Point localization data

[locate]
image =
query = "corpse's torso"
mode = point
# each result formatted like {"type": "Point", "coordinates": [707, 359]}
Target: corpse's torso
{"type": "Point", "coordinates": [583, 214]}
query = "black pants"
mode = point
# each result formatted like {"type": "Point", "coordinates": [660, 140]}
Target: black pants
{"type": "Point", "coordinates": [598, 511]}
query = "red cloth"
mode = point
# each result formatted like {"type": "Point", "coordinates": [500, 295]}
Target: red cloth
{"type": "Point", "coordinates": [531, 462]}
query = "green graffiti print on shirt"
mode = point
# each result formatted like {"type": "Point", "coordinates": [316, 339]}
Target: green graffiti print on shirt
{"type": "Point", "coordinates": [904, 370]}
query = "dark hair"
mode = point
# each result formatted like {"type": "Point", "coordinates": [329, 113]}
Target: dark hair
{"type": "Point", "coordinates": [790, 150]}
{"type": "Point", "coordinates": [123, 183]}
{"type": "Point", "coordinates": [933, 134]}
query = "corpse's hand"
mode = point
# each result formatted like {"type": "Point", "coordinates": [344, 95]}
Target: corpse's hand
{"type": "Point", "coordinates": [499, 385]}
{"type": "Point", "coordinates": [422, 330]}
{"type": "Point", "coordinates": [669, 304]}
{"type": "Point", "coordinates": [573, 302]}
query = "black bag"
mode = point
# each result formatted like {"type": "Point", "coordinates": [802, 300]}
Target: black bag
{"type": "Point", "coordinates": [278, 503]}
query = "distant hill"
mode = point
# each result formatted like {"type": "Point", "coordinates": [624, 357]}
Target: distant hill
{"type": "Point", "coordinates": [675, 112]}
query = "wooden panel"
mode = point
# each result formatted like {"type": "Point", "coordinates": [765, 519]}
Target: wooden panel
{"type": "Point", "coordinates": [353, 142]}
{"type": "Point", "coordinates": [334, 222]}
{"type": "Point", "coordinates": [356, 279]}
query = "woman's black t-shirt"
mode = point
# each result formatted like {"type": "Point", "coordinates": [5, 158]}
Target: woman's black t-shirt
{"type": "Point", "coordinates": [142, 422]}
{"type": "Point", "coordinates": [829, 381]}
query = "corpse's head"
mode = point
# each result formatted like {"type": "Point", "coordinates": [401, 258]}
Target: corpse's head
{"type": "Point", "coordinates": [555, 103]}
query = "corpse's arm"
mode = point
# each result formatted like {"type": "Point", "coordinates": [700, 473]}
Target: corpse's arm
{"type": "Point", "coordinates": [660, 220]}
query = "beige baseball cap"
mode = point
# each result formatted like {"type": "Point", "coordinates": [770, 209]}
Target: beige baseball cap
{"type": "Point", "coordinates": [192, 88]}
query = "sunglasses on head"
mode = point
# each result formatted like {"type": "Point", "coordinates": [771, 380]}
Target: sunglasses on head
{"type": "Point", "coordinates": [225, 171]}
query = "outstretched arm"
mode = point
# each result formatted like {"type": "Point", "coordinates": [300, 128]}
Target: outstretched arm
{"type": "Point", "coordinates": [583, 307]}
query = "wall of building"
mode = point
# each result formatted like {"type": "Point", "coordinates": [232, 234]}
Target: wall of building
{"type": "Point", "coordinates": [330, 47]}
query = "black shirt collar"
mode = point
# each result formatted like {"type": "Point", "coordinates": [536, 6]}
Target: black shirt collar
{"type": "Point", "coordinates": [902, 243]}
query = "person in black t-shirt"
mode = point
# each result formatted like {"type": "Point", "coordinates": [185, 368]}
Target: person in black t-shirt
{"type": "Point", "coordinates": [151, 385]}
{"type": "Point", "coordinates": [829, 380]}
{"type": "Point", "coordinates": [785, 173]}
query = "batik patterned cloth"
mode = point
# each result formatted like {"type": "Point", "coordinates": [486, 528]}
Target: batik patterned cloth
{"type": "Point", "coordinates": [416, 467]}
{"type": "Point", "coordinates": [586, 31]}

**Exercise**. Reproduce all of the data. Leave every line unchanged.

**Answer for the task**.
[locate]
image =
query = "corpse's torso"
mode = point
# each result formatted like {"type": "Point", "coordinates": [707, 359]}
Target: corpse's torso
{"type": "Point", "coordinates": [583, 214]}
query = "black pants"
mode = point
# each result formatted like {"type": "Point", "coordinates": [660, 140]}
Target: black pants
{"type": "Point", "coordinates": [598, 511]}
query = "red cloth"
mode = point
# each result formatted like {"type": "Point", "coordinates": [500, 295]}
Target: red cloth
{"type": "Point", "coordinates": [531, 462]}
query = "green graffiti print on shirt"
mode = point
# each result formatted like {"type": "Point", "coordinates": [316, 339]}
Target: green graffiti print on shirt
{"type": "Point", "coordinates": [904, 370]}
query = "dark hair"
mode = point
# each result formatted like {"type": "Point", "coordinates": [329, 113]}
Target: dark hair
{"type": "Point", "coordinates": [790, 150]}
{"type": "Point", "coordinates": [123, 183]}
{"type": "Point", "coordinates": [933, 134]}
query = "corpse's hand"
mode = point
# each result formatted like {"type": "Point", "coordinates": [344, 95]}
Target: corpse's hand
{"type": "Point", "coordinates": [499, 385]}
{"type": "Point", "coordinates": [422, 330]}
{"type": "Point", "coordinates": [669, 304]}
{"type": "Point", "coordinates": [573, 302]}
query = "black bag"
mode = point
# each result formatted like {"type": "Point", "coordinates": [802, 300]}
Target: black bag
{"type": "Point", "coordinates": [278, 503]}
query = "distant hill"
mode = point
# each result formatted like {"type": "Point", "coordinates": [624, 357]}
Target: distant hill
{"type": "Point", "coordinates": [675, 112]}
query = "wooden panel"
mode = point
# each result formatted like {"type": "Point", "coordinates": [765, 519]}
Target: wooden panel
{"type": "Point", "coordinates": [353, 142]}
{"type": "Point", "coordinates": [334, 222]}
{"type": "Point", "coordinates": [356, 279]}
query = "woman's black t-shirt"
mode = point
# each result formatted like {"type": "Point", "coordinates": [5, 158]}
Target: woman's black t-shirt
{"type": "Point", "coordinates": [142, 422]}
{"type": "Point", "coordinates": [829, 381]}
query = "corpse's head"
mode = point
# each result formatted like {"type": "Point", "coordinates": [401, 258]}
Target: corpse's head
{"type": "Point", "coordinates": [555, 103]}
query = "corpse's arm"
mode = point
# each result formatted like {"type": "Point", "coordinates": [700, 473]}
Target: corpse's arm
{"type": "Point", "coordinates": [660, 220]}
query = "beige baseball cap"
mode = point
# each result formatted like {"type": "Point", "coordinates": [770, 209]}
Target: beige baseball cap
{"type": "Point", "coordinates": [192, 88]}
query = "sunglasses on head"
mode = point
# each result formatted like {"type": "Point", "coordinates": [771, 380]}
Target: sunglasses on head
{"type": "Point", "coordinates": [225, 171]}
query = "outstretched arm"
mode = point
# each result formatted like {"type": "Point", "coordinates": [300, 128]}
Target: outstretched arm
{"type": "Point", "coordinates": [583, 307]}
query = "wall of building"
mode = point
# each result formatted like {"type": "Point", "coordinates": [232, 234]}
Target: wall of building
{"type": "Point", "coordinates": [330, 47]}
query = "black shirt collar"
mode = point
# each result formatted like {"type": "Point", "coordinates": [536, 6]}
Target: black shirt collar
{"type": "Point", "coordinates": [902, 243]}
query = "person in black t-shirt"
mode = point
# each result formatted like {"type": "Point", "coordinates": [185, 368]}
Target: person in black t-shirt
{"type": "Point", "coordinates": [151, 385]}
{"type": "Point", "coordinates": [829, 380]}
{"type": "Point", "coordinates": [785, 173]}
query = "batik patterned cloth"
mode = point
# each result formatted like {"type": "Point", "coordinates": [486, 528]}
Target: batik patterned cloth
{"type": "Point", "coordinates": [416, 467]}
{"type": "Point", "coordinates": [586, 31]}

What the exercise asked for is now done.